▶ **PROBLEM TO SOLVE**: Locate the line containing "Sports analytics pipeline — locate the red blanket" in the data below. Reproduce it and every following line up to the end, exactly as given.

(THE DATA Opens)

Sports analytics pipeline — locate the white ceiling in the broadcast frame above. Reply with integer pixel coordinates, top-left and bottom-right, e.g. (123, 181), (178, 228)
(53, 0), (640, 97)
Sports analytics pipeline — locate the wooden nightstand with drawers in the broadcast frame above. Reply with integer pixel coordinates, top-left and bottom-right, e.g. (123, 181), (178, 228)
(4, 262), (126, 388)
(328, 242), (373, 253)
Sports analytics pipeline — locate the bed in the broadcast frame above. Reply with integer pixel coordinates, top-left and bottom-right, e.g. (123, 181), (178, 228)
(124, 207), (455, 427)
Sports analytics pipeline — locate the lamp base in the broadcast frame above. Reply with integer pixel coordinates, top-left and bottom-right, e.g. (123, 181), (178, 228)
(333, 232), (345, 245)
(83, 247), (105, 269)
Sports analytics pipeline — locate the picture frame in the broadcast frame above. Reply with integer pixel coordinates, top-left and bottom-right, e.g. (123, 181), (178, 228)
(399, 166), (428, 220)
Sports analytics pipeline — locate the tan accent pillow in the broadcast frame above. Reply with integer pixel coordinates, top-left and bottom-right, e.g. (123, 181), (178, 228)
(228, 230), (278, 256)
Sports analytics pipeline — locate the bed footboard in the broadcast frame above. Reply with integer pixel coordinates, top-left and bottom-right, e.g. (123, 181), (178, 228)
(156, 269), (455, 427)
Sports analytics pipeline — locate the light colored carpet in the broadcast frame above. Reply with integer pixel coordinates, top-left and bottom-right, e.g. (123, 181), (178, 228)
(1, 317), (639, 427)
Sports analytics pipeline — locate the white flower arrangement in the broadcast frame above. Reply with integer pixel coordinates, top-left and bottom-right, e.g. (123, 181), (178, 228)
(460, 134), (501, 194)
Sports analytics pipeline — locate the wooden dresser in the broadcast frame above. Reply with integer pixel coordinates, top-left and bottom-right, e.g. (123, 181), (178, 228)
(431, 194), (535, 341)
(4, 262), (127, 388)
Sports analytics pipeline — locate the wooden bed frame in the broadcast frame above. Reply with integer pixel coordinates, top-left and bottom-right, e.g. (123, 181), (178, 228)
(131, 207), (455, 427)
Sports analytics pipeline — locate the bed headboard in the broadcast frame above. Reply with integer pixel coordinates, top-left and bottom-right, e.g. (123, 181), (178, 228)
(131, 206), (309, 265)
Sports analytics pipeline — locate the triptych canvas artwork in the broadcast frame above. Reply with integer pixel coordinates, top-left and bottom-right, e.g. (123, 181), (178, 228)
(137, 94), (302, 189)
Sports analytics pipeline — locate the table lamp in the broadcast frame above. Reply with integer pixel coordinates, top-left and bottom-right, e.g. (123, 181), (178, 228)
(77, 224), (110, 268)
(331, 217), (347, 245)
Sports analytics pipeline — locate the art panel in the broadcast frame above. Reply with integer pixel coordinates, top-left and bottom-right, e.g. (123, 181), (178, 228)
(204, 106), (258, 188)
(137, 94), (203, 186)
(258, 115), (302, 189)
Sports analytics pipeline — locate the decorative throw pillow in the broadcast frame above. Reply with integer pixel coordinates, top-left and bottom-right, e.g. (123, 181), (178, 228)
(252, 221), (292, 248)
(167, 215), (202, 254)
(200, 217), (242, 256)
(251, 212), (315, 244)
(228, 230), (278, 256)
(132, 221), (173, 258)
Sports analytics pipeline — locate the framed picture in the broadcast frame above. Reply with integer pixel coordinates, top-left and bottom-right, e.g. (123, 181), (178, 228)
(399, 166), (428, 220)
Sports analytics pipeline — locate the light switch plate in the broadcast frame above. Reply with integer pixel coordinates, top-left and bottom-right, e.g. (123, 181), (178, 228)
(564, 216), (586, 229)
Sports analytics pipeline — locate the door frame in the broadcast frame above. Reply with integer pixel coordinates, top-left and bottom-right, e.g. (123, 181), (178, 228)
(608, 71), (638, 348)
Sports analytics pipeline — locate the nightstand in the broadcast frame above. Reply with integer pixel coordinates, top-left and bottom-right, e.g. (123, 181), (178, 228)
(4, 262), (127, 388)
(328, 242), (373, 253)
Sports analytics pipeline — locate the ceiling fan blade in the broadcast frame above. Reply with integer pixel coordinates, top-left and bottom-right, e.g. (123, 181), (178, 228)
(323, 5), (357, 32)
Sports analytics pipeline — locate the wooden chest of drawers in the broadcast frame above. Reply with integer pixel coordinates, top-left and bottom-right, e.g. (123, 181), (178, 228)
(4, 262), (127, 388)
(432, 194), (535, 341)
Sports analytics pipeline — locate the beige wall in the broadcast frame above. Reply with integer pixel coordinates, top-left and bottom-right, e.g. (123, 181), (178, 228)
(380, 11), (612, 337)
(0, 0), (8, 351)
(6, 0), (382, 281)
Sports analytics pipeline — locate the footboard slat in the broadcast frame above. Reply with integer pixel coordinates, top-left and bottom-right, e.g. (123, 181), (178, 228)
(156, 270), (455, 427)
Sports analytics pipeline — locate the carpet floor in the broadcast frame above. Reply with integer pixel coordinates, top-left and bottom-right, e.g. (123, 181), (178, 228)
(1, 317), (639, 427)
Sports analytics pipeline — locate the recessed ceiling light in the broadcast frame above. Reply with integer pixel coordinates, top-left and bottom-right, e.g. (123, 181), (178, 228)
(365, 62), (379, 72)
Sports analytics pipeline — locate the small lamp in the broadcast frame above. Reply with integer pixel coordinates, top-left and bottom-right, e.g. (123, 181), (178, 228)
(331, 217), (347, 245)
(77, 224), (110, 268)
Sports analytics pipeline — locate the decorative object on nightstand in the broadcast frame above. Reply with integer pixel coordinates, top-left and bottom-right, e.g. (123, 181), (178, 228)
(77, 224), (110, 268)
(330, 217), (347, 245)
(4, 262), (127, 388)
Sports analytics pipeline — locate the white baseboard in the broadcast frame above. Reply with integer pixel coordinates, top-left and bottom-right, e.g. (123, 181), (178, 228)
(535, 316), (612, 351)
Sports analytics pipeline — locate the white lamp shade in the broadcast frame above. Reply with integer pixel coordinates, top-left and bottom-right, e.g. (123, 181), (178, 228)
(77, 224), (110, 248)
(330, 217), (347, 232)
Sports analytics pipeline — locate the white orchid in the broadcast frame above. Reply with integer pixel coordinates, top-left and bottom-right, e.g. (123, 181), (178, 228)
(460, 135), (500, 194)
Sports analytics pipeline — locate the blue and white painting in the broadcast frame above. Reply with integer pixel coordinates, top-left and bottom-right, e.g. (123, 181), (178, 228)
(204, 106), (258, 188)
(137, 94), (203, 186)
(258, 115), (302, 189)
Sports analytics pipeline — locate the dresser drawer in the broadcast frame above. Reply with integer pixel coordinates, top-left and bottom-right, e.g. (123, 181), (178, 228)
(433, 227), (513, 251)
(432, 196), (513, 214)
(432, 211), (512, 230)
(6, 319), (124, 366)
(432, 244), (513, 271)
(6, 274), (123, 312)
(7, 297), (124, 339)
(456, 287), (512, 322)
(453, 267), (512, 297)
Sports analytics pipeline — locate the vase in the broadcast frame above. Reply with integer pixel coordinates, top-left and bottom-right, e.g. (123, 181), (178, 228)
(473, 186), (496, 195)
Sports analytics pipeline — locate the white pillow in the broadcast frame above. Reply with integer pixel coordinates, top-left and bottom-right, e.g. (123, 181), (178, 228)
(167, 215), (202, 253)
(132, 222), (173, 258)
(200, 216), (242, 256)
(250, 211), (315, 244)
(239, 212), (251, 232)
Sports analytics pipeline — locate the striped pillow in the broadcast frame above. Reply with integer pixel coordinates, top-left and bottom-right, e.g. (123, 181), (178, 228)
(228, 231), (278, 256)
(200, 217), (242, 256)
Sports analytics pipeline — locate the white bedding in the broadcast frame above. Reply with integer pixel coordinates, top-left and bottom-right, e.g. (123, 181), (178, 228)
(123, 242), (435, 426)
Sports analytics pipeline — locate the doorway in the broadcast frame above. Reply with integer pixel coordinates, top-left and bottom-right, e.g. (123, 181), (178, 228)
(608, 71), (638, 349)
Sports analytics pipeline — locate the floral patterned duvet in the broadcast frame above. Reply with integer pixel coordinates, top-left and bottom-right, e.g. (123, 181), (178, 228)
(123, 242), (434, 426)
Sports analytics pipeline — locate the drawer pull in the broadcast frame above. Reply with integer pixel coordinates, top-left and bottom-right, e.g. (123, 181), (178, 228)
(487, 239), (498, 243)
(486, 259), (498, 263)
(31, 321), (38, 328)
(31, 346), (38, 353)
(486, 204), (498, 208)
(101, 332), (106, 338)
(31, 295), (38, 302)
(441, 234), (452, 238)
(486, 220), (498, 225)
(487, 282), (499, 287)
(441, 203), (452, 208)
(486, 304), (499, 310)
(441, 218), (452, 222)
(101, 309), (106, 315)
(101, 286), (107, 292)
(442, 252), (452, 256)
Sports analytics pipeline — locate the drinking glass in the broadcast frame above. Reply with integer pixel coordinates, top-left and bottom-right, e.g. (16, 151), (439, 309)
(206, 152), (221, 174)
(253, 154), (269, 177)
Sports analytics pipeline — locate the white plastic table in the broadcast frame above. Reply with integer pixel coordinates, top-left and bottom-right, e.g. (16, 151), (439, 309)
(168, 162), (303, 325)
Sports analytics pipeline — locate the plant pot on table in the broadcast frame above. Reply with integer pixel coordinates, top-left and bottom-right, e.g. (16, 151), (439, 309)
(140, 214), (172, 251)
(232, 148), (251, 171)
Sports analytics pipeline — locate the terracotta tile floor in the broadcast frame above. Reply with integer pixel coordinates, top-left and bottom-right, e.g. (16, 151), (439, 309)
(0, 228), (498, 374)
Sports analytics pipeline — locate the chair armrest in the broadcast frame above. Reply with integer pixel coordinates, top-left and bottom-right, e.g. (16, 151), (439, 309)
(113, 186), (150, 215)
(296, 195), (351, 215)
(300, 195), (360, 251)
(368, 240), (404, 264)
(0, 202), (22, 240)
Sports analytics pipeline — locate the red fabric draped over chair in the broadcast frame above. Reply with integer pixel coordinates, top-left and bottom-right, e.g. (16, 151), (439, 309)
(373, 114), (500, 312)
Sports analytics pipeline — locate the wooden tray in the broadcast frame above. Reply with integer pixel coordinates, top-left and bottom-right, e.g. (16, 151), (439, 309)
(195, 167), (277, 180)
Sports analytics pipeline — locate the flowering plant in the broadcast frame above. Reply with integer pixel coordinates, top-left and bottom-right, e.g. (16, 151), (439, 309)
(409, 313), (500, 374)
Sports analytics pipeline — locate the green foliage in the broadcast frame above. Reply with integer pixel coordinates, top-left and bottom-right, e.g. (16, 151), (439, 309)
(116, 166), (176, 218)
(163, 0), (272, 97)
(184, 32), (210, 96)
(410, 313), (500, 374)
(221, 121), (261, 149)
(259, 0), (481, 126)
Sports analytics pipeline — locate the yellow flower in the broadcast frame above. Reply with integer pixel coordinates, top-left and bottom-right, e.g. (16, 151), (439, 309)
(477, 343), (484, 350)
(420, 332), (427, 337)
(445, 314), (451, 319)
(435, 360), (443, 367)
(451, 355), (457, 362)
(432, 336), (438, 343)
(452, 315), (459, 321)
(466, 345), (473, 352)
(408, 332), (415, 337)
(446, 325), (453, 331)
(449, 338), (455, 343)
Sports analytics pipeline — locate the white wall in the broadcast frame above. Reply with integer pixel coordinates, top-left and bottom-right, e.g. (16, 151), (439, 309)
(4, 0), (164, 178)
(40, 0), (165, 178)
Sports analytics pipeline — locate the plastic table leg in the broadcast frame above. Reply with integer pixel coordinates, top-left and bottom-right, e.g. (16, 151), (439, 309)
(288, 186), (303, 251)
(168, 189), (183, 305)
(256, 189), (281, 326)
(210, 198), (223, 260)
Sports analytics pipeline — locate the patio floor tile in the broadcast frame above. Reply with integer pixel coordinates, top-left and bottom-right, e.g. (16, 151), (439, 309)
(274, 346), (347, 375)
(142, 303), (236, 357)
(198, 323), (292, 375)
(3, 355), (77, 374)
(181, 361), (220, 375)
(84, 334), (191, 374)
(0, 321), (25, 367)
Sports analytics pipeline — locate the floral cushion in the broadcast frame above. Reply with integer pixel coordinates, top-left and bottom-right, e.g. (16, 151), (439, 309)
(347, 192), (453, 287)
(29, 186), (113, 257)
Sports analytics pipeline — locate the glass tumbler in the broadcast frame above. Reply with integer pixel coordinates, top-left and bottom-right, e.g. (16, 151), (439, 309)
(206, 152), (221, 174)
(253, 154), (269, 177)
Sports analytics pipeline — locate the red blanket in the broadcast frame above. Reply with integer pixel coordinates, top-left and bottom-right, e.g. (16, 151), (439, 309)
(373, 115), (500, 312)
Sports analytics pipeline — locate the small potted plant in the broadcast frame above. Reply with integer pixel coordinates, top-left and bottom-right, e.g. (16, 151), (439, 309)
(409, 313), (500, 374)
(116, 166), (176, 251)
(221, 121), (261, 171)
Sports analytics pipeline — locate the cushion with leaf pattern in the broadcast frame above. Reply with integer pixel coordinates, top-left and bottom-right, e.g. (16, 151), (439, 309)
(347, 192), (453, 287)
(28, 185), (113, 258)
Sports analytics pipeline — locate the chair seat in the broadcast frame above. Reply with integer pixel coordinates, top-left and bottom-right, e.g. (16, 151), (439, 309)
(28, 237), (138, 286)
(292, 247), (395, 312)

(THE DATA Closes)

▶ **SOLUTION TO THIS TASK**:
Sports analytics pipeline — locate the red blanket in the broadcast frame above. Reply with integer pixel coordinates, top-left and bottom-right, e.g. (16, 151), (439, 309)
(373, 115), (500, 312)
Sports analytics pipeline — locate the small potted plant in the broadcast frame above. Reply with integer pixel coordinates, top-left and bottom-right, e.g. (16, 151), (439, 309)
(409, 313), (500, 374)
(116, 166), (176, 251)
(221, 121), (261, 171)
Sports analytics pipeline — locate the cushion with leaf pattern in the broadcast frame above. Reply with integer pixel coordinates, top-left and bottom-right, e.g. (16, 151), (439, 309)
(347, 192), (453, 287)
(28, 185), (113, 258)
Sports analytics pipeline — locate the chair seat in the broadcast frame above. Reply with integer pixel coordinates, top-left and bottom-right, e.g. (16, 151), (439, 309)
(28, 237), (138, 286)
(292, 247), (395, 312)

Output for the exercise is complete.